#### Texte source:
☆ ☆ ☆ ☆ ☆

En se prévalant de deux arrêts de la Cour administrative des 29 juillet 2009 et 20 décembre 2012, inscrits respectivement sous les numéros 25165C et 30889C du rôle, ayant trait au pouvoir hiérarchique du directeur prévu par le paragraphe 46 AO, elle donne à considérer qu’en l’espèce son courrier du 22 juin 2018 n’aurait mentionné aucune base juridique précise, de sorte qu’une qualification ne pourrait résulter que de l’examen des faits tels qu’ils ressortiraient des termes de ce recours lui-même.
Elle avance, à cet égard, que son courrier du 22 juin 2018 ne serait en aucun cas une réclamation au sens du paragraphe 228 AO.

☆ ☆ ☆ ☆ ☆

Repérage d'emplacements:
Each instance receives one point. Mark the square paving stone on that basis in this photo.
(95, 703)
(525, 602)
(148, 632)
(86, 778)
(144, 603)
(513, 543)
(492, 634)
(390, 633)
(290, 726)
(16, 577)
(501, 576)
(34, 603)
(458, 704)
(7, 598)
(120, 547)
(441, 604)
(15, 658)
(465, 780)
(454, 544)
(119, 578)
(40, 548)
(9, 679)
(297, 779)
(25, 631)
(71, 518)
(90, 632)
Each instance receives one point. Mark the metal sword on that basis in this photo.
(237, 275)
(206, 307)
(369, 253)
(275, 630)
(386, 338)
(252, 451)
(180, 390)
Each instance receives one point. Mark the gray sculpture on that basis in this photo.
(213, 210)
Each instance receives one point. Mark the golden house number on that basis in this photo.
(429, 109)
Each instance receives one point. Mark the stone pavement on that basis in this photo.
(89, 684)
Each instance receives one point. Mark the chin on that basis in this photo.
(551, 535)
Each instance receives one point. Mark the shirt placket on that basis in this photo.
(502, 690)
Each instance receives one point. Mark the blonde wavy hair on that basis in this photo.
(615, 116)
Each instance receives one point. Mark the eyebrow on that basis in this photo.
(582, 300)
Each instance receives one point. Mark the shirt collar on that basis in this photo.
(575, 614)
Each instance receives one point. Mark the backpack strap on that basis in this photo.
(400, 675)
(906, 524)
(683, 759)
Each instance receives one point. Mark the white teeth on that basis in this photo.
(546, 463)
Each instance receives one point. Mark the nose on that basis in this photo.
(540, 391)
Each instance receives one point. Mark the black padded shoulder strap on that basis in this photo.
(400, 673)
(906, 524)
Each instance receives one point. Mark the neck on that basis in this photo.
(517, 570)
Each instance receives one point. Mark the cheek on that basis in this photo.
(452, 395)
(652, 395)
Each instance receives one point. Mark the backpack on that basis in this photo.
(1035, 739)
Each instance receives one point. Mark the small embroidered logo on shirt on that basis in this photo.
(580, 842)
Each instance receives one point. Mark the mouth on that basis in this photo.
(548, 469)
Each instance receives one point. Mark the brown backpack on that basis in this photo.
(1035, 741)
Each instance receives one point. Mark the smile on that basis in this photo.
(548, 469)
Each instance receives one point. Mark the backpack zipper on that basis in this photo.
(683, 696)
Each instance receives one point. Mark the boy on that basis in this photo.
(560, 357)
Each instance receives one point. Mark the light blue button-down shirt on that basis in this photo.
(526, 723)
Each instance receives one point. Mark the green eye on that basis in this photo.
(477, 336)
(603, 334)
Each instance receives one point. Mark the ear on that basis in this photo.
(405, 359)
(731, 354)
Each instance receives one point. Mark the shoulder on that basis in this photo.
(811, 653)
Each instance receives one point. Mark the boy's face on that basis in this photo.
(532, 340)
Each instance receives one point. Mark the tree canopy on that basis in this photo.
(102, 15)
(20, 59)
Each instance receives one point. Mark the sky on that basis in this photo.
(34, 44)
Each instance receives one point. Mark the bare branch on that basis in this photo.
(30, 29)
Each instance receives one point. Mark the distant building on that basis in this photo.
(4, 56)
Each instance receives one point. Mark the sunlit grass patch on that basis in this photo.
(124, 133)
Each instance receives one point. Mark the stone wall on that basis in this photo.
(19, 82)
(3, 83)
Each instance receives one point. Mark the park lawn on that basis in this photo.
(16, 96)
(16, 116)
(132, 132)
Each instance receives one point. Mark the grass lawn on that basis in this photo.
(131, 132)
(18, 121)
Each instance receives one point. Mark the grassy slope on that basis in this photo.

☆ ☆ ☆ ☆ ☆

#### Exercices à faire:
a) Dans les lignes, commencez à celle qui contient « Each instance receives one point. Mark the brown » et allez jusqu'à la dernière. Recopiez-les toutes, y compris celles sans coordonnées, en décalant de 122 chaque nombre des coordonnées entre parenthèses.
b) Prolongez le texte juridique sur le courrier du 22 juin 2018 à partir de sa dernière phrase.

#### Résultats obtenus:
a)
Each instance receives one point. Mark the brown backpack on that basis in this photo.
(1157, 863)
Each instance receives one point. Mark the smile on that basis in this photo.
(670, 591)
Each instance receives one point. Mark the backpack zipper on that basis in this photo.
(805, 818)
Each instance receives one point. Mark the boy on that basis in this photo.
(682, 479)
Each instance receives one point. Mark the light blue button-down shirt on that basis in this photo.
(648, 845)
Each instance receives one point. Mark the green eye on that basis in this photo.
(599, 458)
(725, 456)
Each instance receives one point. Mark the ear on that basis in this photo.
(527, 481)
(853, 476)
Each instance receives one point. Mark the shoulder on that basis in this photo.
(933, 775)
Each instance receives one point. Mark the boy's face on that basis in this photo.
(654, 462)
Each instance receives one point. Mark the tree canopy on that basis in this photo.
(224, 137)
(142, 181)
Each instance receives one point. Mark the sky on that basis in this photo.
(156, 166)
Each instance receives one point. Mark the bare branch on that basis in this photo.
(152, 151)
Each instance receives one point. Mark the distant building on that basis in this photo.
(126, 178)
Each instance receives one point. Mark the sunlit grass patch on that basis in this photo.
(246, 255)
Each instance receives one point. Mark the stone wall on that basis in this photo.
(141, 204)
(125, 205)
Each instance receives one point. Mark the park lawn on that basis in this photo.
(138, 218)
(138, 238)
(254, 254)
Each instance receives one point. Mark the grass lawn on that basis in this photo.
(253, 254)
(140, 243)
Each instance receives one point. Mark the grassy slope on that basis in this photo.

b)
Par ailleurs, ledit courrier aurait été expressément dirigé à l’adresse du directeur aux fins de lui demander de rapporter une décision dans un cas d’imposition individuel, à savoir l’annulation, sinon la réformation des bulletins litigieux émis par le bureau d’imposition. Il serait, par conséquent, clair qu’elle aurait demandé par le biais d’un « recours hiérarchique » au directeur d’user de ses prérogatives accordées par le paragraphe 46 (1) AO lequel conférerait au directeur la mission de diriger l’administration des Contributions directes et de superviser les bureaux d’imposition pour s’assurer du respect, par ces derniers, du principe d’égalité et de la bonne gestion des cas d’imposition.
Elle explique que le directeur disposerait en vertu du paragraphe 46 (2) AO du pouvoir de rapporter d’office une décision, et que ce serait dans cette optique qu’elle aurait déposé le « recours hiérarchique ».
Il s’ensuivrait que la décision déférée en déclarant irrecevable son « recours hiérarchique » fondé sur le paragraphe 46 (2) AO violerait la loi et la jurisprudence en vigueur, de sorte à devoir encourir l’annulation.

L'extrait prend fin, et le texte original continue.